If you took the time to exclusively watch Lee Evans as he ran his routes play after play and series after series last season you saw it time and time again. Double coverage, bracket coverage, a safety rolled over the top. Over and over Lee Evans was double teamed as the only major deep threat in Buffalo's receiving corps, and more often than not it neutralized one of the Bills only quick strike weapons.
But now with Terrell Owens on board and set to be lined up opposite Evans, having an answer for number 83 suddenly is not so easy.
"There's no doubt the dynamics of our offense have now changed with Terrell on the other side of Lee," said offensive coordinator Turk Schonert. "We have to see how teams are going to play us. Last year especially the second half of the season, Lee was doubled. They take away our big threat and everybody kind of copied it and did the same thing the second half."
Now with Owens, opponents can't just double Evans and play everyone else straight up. And that's what has Evans excited about the upcoming season. He knows he won't be seeing double teams as frequently as he has in the past.
"I think it will certainly drop," Evans said. "I was double-covered a lot last year. I think that it will drop. It's hard to say by how much. I think teams will just try to schematically do different things that take people away at certain times, but it will be on the quarterback to make the right read on what the defense is trying to do, and see who's open and make the play. We'll see. I think it will be certainly a lot of fun going into it, and as we go through the season, it's not going to be easy. It's going to be a lot of work, but the potential is there."
Evans numbers have suffered much like that of the Bills offensive rankings overall the past two seasons. Following a breakout year in 2006 (82 catches, 1,292 yards, 8 TDs), Evans' numbers came back down to earth as his receptions and yardage fell by a third in 2007.
He picked it back up last season eclipsing the 1,000-yard plateau for the second time in his career, but his scoring production was the lowest it had been in his career with just three touchdowns. Dictating play to the opponent was clearly more difficult for Buffalo's offense in 2008.
But now with Owens in the fold the opportunities for Evans to make things happen could increase dramatically.

--------

PARTS OF THE EXERCISE:
1) Answer these questions from the Lee Evans article, one per line:
(a) Who is Buffalo's offensive coordinator?
(b) How many catches did Evans have in 2006?
(c) How many touchdowns did Evans score last season?
2) List every type of coverage the Lee Evans article says defenses used against Evans last season.
3) Reproduce the Lee Evans article word for word from "Evans numbers have" to "offense in 2008.".

DATA:
--------

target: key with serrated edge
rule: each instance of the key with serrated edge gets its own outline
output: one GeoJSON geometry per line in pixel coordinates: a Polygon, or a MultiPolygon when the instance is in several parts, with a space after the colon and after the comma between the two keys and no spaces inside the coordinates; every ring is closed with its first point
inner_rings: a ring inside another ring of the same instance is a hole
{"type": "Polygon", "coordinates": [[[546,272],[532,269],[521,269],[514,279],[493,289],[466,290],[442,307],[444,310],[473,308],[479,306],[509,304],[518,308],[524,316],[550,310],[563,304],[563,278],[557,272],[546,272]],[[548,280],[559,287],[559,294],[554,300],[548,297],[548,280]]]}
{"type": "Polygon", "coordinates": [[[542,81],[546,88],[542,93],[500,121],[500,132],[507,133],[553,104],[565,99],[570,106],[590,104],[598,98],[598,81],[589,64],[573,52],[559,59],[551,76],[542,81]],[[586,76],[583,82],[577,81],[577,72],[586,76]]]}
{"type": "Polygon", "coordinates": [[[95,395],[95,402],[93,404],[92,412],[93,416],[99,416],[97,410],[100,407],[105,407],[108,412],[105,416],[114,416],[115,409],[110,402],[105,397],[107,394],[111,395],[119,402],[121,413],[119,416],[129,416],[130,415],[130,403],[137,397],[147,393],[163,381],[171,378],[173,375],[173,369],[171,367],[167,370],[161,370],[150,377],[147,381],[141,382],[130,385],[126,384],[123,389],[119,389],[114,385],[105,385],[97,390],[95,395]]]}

--------

COMPLETE ANSWERS:
1)
(a) Turk Schonert
(b) 82
(c) Three

2)
Double coverage
Bracket coverage
A safety rolled over the top

3)
Evans numbers have suffered much like that of the Bills offensive rankings overall the past two seasons. Following a breakout year in 2006 (82 catches, 1,292 yards, 8 TDs), Evans' numbers came back down to earth as his receptions and yardage fell by a third in 2007.
He picked it back up last season eclipsing the 1,000-yard plateau for the second time in his career, but his scoring production was the lowest it had been in his career with just three touchdowns. Dictating play to the opponent was clearly more difficult for Buffalo's offense in 2008.